== Material shown
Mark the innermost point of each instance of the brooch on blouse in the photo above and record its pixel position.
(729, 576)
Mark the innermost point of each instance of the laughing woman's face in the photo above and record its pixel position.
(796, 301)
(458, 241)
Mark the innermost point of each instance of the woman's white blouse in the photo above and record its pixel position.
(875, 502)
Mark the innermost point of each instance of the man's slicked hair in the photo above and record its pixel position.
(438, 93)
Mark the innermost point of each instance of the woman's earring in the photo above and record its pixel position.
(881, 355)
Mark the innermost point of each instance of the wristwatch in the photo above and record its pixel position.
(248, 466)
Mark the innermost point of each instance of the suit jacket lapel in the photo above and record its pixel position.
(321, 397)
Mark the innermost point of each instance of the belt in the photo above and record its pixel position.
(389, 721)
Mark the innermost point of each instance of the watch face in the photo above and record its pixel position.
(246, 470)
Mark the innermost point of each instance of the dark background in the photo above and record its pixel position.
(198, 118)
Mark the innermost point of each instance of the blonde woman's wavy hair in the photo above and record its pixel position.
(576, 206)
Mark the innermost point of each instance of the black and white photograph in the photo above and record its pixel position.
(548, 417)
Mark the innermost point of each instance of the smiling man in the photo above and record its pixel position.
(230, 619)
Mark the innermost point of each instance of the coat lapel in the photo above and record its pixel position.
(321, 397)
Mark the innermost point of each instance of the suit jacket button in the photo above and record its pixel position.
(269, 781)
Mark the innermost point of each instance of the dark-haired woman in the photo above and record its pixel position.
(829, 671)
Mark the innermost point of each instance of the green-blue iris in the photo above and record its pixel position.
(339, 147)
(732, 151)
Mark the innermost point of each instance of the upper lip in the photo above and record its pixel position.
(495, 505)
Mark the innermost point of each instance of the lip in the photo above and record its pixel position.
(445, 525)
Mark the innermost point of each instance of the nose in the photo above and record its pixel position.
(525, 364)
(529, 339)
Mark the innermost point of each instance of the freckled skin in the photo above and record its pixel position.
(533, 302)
====
With both ends included, please retype exactly the lines from the line containing "Mark the innermost point of each instance of the black" to the final line of the data.

Mark the innermost point of each instance of the black and white photograph in the photo above and record its pixel position.
(548, 417)
Mark the innermost point of each instance of the smiling man in the photo above and record its pixel position.
(230, 619)
Mark the innermost point of each instance of the coat lapel in the photo above and record its pixel position.
(321, 397)
Mark the innermost point of each instance of the suit jacket button in the photo above and record its pixel position.
(269, 781)
Mark the innermost point of each instance of the dark-haired woman in the photo above and record its pixel position.
(829, 671)
Mark the innermost point of each instance of the green-blue iris in the photo above and record its pixel position.
(339, 147)
(732, 151)
Mark the innermost point of each instance of the upper lip in the photo above and record its pixel position.
(495, 505)
Mark the innermost point of each instance of the lip in the photo above and record its pixel position.
(445, 525)
Mark the innermost point of each instance of the nose in the photo above and record its pixel position.
(525, 364)
(529, 339)
Mark the innermost point of each instance of the freckled skin in the photo above and record its pixel position.
(533, 302)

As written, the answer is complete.